[Gegevens voor locatielabeling]
+ + +

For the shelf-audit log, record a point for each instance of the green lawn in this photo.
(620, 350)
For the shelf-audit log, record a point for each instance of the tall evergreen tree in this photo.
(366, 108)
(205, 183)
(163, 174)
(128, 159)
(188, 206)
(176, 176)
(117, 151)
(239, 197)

+ + +

- Jouw opdracht -
Geef alle bovenstaande gegevens regel voor regel ongewijzigd terug.

- Uitvoer opdracht -
For the shelf-audit log, record a point for each instance of the green lawn in this photo.
(620, 350)
For the shelf-audit log, record a point for each instance of the tall evergreen tree in this photo.
(366, 108)
(205, 183)
(163, 174)
(128, 159)
(188, 206)
(176, 176)
(117, 151)
(239, 197)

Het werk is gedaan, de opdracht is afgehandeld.